• _TEXTE SOURCE_
Herman Matthijs

Guerre commerciale de Trump: 10 observations clés sur les nouveaux droits de douane

Herman Matthijs Professeur en Finances publiques

L’annonce des nouveaux droits de douane américains par le président Donald Trump a le mérite d’être clair, selon Herman Matthijs, professeur de finances publiques (VUB, UGent). Il est frappant de constater à quel point de nombreux pays sont mal préparés à cet acte politique pourtant annoncé de longue date. Seule la Chine a réagi immédiatement. Voici dix observations sur ce plan.

1 Trump a hérité d’un dossier irrésolu depuis des années : l’énorme déficit de la balance commerciale des États-Unis. Pour l’année 2024, ce déficit s’élevait à pas moins de 918 milliards de dollars. En d’autres termes, les États-Unis ont importé pour 918 milliards de dollars de plus qu’ils n’ont exporté. On observe toutefois une différence notable dans la répartition de ce déficit. La balance des services (comme les TIC et les technologies) affiche un excédent de 294 milliards de dollars, tandis que la balance des biens (comme les métaux et les automobiles) présente un déficit de 1 212 milliards de dollars. Le déficit est donc massivement concentré dans l’importation excessive de biens, liée aux industries primaire et secondaire.

2 Ajoutez à cela un déficit budgétaire fédéral représentant 6 % du produit intérieur brut (PIB), et une dette publique atteignant 106 % du PIB, et l’on ne peut qu’en conclure que le pays de l’Oncle Sam vit au-dessus de ses moyens.

3 Le président Trump a désormais lancé des droits de douane plus élevés afin de protéger l’économie américaine et de générer davantage de recettes pour le budget fédéral. Il espère que les consommateurs américains se tourneront vers des produits fabriqués aux États-Unis, et que les entreprises étrangères viendront implanter leurs chaînes de production sur le sol américain. Reste à savoir si ces espoirs se concrétiseront : l’avenir nous le dira.

4 Il s’agit d’une liste de tarifs pour le moins étonnante : 10 % pour la plupart des pays, jusqu’à 50 % pour le Lesotho et les îles françaises de Saint-Pierre-et-Miquelon, situées au large de la côte est du Canada. Parmi les absents notables, on remarque la Russie, la Biélorussie et la Corée du Nord. Autre fait curieux : le Vatican n’est pas soumis à une augmentation de tarifs. Quant à l’Iran, il n’écope que d’une hausse de 10 %, tout comme les États arabes pétroliers et l’Égypte. Israël, lui, est taxé à 17 %. Les territoires français de Guyane et de Polynésie figurent à 10 %, tout comme les îles caribéennes néerlandaises. Autre élément notable : le Royaume-Uni se voit appliquer un tarif de 10 %, tandis que les îles Falkland (Malouines) montent à 41 %.

5 L’Union européenne dispose certainement de leviers pour plaider en faveur d’une réduction du tarif de 20 % auprès du président américain. Tout d’abord, il y a l’excédent de la balance des services en faveur des États-Unis vis-à-vis de l’Europe. Si l’Union européenne décidait d’imposer des taxes et droits de douane plus élevés sur ces services, cela deviendrait problématique pour les Américains. Ensuite, les achats militaires massifs réalisés en Europe, pour un montant avoisinant 800 milliards d’euros, représentent une opportunité très attrayante pour l’économie américaine. Mais attention : ne pas se tirer une balle dans le pied, car le F-35 est composé à 30 % de pièces d’origine européenne.

• _DONNÉES FOURNIES_
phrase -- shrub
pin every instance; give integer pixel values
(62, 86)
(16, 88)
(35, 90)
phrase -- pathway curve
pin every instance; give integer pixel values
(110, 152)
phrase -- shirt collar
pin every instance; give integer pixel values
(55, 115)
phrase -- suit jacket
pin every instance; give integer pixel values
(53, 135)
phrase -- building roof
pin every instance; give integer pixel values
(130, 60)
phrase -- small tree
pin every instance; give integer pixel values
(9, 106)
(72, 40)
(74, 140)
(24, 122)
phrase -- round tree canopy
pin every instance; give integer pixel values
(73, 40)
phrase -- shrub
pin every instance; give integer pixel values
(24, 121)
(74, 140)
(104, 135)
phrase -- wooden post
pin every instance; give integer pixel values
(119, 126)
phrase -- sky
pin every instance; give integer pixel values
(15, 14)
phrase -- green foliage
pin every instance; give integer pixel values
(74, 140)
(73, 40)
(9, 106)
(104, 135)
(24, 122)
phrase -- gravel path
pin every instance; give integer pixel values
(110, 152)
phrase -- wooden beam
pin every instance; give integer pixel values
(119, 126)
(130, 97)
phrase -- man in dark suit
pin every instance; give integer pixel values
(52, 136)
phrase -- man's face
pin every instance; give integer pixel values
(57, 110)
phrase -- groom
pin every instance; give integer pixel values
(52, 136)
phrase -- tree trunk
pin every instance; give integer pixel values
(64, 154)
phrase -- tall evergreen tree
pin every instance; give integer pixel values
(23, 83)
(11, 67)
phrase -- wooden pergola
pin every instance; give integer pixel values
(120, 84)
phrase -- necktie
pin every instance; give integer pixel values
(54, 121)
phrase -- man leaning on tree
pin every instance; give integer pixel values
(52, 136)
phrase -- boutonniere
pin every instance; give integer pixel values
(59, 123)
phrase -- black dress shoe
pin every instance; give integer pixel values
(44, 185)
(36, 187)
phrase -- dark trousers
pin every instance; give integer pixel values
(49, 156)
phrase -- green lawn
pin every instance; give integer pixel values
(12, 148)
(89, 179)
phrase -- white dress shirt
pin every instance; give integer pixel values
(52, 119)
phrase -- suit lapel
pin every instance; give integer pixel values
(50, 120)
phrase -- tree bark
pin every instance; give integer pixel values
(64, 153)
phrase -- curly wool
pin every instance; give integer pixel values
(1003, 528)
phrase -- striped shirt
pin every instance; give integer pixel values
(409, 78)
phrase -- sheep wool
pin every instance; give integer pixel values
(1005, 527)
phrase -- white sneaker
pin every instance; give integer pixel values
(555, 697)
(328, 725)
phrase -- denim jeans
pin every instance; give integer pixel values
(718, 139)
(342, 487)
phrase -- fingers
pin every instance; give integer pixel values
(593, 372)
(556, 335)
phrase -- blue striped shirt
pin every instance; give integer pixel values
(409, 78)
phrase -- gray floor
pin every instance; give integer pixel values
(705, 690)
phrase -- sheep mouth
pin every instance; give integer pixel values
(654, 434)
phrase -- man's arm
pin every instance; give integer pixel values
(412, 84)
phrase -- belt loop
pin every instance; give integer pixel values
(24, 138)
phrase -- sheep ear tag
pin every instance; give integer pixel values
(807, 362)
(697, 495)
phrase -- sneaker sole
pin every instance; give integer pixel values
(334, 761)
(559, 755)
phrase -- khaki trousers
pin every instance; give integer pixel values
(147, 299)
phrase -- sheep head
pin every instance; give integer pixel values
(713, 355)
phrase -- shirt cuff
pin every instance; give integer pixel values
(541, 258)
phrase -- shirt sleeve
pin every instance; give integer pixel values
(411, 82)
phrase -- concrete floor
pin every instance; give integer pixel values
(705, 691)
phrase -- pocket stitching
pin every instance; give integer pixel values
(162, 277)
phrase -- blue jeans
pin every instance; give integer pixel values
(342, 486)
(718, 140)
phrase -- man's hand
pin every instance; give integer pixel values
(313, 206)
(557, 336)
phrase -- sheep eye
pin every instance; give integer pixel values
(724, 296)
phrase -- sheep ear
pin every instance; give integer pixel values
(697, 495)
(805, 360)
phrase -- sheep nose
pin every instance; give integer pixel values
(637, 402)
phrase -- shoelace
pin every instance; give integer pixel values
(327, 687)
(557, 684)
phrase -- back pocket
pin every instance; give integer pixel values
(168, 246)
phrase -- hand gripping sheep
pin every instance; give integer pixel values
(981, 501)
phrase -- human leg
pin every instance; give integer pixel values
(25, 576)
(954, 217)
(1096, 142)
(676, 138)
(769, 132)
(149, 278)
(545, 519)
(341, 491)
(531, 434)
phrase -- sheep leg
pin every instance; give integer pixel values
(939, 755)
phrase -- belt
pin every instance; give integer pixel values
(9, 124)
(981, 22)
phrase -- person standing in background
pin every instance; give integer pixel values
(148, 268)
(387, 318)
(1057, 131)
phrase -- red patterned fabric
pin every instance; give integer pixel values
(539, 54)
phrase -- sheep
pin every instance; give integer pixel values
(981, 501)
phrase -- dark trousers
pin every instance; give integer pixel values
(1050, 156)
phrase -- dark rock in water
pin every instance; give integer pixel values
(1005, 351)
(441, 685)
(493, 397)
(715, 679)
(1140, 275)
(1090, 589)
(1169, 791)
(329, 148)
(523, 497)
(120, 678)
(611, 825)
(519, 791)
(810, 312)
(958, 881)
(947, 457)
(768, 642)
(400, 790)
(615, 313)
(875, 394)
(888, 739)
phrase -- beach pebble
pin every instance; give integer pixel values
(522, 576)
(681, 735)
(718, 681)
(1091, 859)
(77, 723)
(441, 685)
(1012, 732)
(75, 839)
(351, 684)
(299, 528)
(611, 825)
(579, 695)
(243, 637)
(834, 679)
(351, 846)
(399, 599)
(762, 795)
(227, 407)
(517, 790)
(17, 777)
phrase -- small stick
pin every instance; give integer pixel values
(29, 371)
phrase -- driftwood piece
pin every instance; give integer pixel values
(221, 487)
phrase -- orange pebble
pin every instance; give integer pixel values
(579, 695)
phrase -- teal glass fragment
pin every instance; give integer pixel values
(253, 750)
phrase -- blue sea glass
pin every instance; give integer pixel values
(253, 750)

• _DÉFIS À RELEVER_
• A. Énumérez tous les taux de droits de douane cités dans l'article sur les droits de douane.
• B. Dans les lignes, reprenez la partie qui s'ouvre sur la ligne contenant « phrase -- shirt cuff » et se ferme sur celle contenant « (1050, 156) », consignes comprises. Ajoutez -108 à chacune des coordonnées des points.
L'article sur les droits de douane et les lignes constituent deux matériaux distincts.

• _RÉSULTATS_
• A. 10 %, 50 %, 17 %, 41 %, 20 %

• B.
phrase -- shirt cuff
pin every instance; give integer pixel values
(433, 150)
phrase -- shirt sleeve
pin every instance; give integer pixel values
(303, -26)
phrase -- concrete floor
pin every instance; give integer pixel values
(597, 583)
phrase -- pocket stitching
pin every instance; give integer pixel values
(54, 169)
phrase -- blue jeans
pin every instance; give integer pixel values
(234, 378)
(610, 32)
phrase -- man's hand
pin every instance; give integer pixel values
(205, 98)
(449, 228)
phrase -- sheep eye
pin every instance; give integer pixel values
(616, 188)
phrase -- sheep ear
pin every instance; give integer pixel values
(589, 387)
(697, 252)
phrase -- sheep nose
pin every instance; give integer pixel values
(529, 294)
phrase -- shoelace
pin every instance; give integer pixel values
(219, 579)
(449, 576)
phrase -- back pocket
pin every instance; give integer pixel values
(60, 138)
phrase -- hand gripping sheep
pin every instance; give integer pixel values
(873, 393)
phrase -- human leg
pin every instance; give integer pixel values
(-83, 468)
(846, 109)
(988, 34)
(568, 30)
(661, 24)
(41, 170)
(437, 411)
(233, 383)
(423, 326)
phrase -- sheep leg
pin every instance; give integer pixel values
(831, 647)
phrase -- belt
pin every instance; give integer pixel values
(-99, 16)
(873, -86)
phrase -- person standing in background
pin every instance; give integer pixel values
(40, 160)
(279, 210)
(949, 23)
phrase -- red patterned fabric
pin every instance; give integer pixel values
(431, -54)
phrase -- sheep
pin every instance; give integer pixel values
(873, 393)
phrase -- dark trousers
pin every instance; give integer pixel values
(942, 48)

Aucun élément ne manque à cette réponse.